# Any thoughts on Iphigenia in Tauris?



## waldvogel (Jul 10, 2011)

We'll be seeing this at the Canadian Opera Company next week - stangely enough, the second of two Gluck operas that the COC has done in the past year. I loved Orfeo ed Eurydice. In next week's production, Susan Graham is playing Iphigenia. 

I'm going into this opera cold - other than knowing the plot. I don't want to watch any excerpts, but I'd love to hear other members' opinions on this opera.


----------



## Almaviva (Aug 13, 2010)

waldvogel said:


> We'll be seeing this at the Canadian Opera Company next week - stangely enough, the second of two Gluck operas that the COC has done in the past year. I loved Orfeo ed Eurydice. In next week's production, Susan Graham is playing Iphigenia.
> 
> I'm going into this opera cold - other than knowing the plot. I don't want to watch any excerpts, but I'd love to hear other members' opinions on this opera.


It's a good one. Not as beautiful as _Orfée et Euridice,_ but still very good.


----------



## HarpsichordConcerto (Jan 1, 2010)

Gluck (1714 - 1787) is now best remembered as one who tried to reform opera because he was in between the Baroque _opera seria_ "transitional period" into Classical.

> **YOUR OBJECTIVE**: Write the next part of the forum thread about Gluck's Iphigenia in Tauris, picking up after its last sentence.

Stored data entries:
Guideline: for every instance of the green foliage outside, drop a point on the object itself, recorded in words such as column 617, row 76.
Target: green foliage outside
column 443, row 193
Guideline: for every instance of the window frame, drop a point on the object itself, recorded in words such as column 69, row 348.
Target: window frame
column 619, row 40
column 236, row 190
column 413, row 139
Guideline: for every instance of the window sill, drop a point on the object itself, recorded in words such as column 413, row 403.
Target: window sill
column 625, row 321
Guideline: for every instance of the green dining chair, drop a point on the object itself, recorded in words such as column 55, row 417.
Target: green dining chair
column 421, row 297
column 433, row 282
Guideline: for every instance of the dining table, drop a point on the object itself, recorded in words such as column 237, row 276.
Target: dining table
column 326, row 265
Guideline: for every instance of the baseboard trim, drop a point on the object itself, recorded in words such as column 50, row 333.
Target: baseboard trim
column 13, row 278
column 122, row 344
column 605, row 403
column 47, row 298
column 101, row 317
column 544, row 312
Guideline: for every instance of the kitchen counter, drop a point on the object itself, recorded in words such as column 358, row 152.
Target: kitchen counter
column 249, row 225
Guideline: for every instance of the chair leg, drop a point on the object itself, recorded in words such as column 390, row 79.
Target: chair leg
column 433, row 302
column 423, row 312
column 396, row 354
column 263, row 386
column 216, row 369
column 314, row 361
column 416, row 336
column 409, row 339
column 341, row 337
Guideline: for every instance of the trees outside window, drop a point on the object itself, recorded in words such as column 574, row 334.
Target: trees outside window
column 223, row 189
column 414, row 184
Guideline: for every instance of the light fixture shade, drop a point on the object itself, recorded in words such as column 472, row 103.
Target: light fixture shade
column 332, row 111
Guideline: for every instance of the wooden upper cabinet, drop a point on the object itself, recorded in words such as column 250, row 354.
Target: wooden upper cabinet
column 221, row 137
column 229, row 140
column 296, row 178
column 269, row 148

==

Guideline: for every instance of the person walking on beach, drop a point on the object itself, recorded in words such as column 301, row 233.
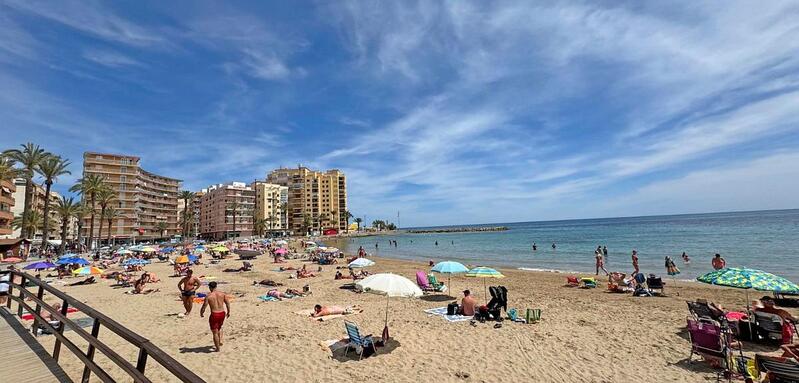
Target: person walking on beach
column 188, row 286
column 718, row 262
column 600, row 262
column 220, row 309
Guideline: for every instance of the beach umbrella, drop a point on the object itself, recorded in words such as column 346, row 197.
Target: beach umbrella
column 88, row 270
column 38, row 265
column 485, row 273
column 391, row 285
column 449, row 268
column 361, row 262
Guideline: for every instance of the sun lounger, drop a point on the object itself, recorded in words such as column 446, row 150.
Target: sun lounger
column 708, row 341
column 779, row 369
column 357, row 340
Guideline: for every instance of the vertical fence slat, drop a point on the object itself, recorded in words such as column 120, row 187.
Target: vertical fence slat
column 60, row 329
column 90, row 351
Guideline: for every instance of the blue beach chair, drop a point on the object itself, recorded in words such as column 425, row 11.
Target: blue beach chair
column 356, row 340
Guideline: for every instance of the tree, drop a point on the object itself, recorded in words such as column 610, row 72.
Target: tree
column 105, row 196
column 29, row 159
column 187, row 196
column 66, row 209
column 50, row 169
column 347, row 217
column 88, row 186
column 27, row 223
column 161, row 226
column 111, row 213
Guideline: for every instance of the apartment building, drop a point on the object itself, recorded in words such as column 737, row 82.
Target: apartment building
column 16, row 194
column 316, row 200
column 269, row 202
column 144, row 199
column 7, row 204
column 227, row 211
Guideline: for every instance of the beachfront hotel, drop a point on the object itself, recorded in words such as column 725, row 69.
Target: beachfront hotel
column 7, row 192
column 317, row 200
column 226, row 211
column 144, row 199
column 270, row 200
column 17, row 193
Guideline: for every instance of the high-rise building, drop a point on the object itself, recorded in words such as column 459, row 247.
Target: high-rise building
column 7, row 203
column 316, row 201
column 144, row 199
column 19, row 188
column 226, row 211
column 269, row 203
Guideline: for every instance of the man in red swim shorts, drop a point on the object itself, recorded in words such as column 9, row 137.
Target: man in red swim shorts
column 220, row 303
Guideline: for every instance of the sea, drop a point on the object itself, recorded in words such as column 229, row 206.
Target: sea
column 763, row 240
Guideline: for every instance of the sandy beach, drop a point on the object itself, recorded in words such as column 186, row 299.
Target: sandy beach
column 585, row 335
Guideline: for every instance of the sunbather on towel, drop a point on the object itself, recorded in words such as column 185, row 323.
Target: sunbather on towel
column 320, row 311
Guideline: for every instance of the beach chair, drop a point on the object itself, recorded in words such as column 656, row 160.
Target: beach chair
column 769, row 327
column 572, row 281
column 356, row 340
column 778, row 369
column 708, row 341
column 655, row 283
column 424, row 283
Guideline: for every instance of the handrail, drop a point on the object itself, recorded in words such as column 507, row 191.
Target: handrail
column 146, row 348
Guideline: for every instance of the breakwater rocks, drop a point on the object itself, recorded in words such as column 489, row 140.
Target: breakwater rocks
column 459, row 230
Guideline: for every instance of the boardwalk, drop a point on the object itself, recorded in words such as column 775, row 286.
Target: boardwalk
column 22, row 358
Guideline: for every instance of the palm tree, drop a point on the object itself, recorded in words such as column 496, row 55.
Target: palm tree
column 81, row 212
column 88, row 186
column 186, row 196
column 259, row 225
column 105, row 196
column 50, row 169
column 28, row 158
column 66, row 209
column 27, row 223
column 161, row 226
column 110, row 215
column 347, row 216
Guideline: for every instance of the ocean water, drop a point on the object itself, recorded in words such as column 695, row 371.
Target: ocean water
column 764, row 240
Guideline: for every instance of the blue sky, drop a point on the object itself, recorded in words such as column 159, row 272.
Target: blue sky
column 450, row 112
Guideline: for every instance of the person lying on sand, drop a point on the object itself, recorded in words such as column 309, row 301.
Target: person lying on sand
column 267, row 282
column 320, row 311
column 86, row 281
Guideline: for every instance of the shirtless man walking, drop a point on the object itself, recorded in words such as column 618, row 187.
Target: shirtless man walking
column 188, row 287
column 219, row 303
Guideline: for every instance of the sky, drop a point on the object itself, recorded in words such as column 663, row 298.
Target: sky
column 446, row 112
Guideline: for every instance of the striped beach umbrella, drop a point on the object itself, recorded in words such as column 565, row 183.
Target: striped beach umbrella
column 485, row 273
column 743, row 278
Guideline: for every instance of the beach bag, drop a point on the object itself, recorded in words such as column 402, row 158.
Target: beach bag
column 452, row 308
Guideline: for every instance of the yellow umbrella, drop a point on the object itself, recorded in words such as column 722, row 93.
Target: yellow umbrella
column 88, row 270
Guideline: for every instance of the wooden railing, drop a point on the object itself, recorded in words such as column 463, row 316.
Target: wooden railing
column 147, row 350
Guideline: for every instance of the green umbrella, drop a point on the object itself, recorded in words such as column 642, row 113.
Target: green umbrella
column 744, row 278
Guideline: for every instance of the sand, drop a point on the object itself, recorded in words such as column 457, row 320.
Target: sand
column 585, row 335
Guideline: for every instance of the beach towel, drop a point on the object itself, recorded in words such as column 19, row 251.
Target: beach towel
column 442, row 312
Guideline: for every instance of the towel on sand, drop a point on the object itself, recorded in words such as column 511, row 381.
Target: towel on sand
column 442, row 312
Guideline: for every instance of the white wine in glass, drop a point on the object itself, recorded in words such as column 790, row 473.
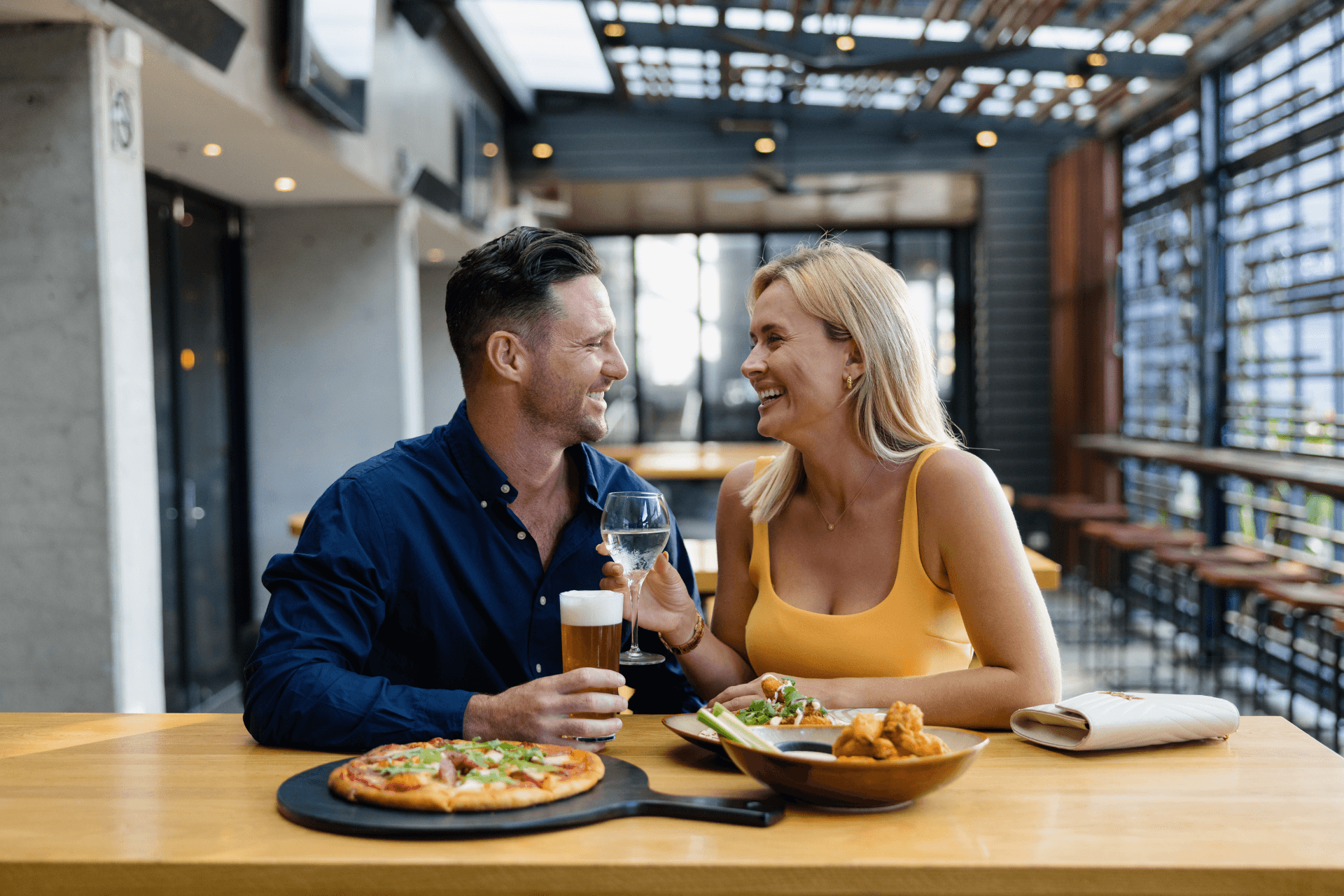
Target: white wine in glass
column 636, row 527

> **TASK ANSWER**:
_Iphigénie en Tauride _(1779) is a good opera and is quite well known and performed today though not as popular as the _Orphée_ versions. I have two versions of _Iphigénie_ on recording: a CD recording by Boston Baroque/Martin Pearlman and a DVD version by La Scintilla/William Christie (both on period instruments). Without comparing with other operas by Gluck, it's a lovely piece of work. With Gluck's operas, you come listening to a more natural flow of arias, which was what he was trying to "reform".


----------



## mamascarlatti (Sep 23, 2009)

waldvogel said:


> We'll be seeing this at the Canadian Opera Company next week - stangely enough, the second of two Gluck operas that the COC has done in the past year. I loved Orfeo ed Eurydice. In next week's production, *Susan Graham is playing Iphigenia.
> *
> I'm going into this opera cold - other than knowing the plot. I don't want to watch any excerpts, but I'd love to hear other members' opinions on this opera.


She is the bomb in this role. I'm envious.


----------



## schigolch (Jun 26, 2011)

I heard Graham's Iphigénie this year, in the same staging (that is very good, one of Carsen's best). She was correct, though a little more imagination in her phrasing would have been welcome.

The opera itself is a must.


----------



## waldvogel (Jul 10, 2011)

Thanks, everyone. I'm looking forward to seeing it next week. The COC website called Iphigenia in Tauris "the greatest opera that you haven't heard of". When the COC hired a new artistic director in 2007, it was on his list of operas that he would most like to have performed in Toronto. 

I'll do a review after we've seen it.


----------



## TxllxT (Mar 2, 2011)

I like all the combinations of Gluck & Gardiner.


----------



## waldvogel (Jul 10, 2011)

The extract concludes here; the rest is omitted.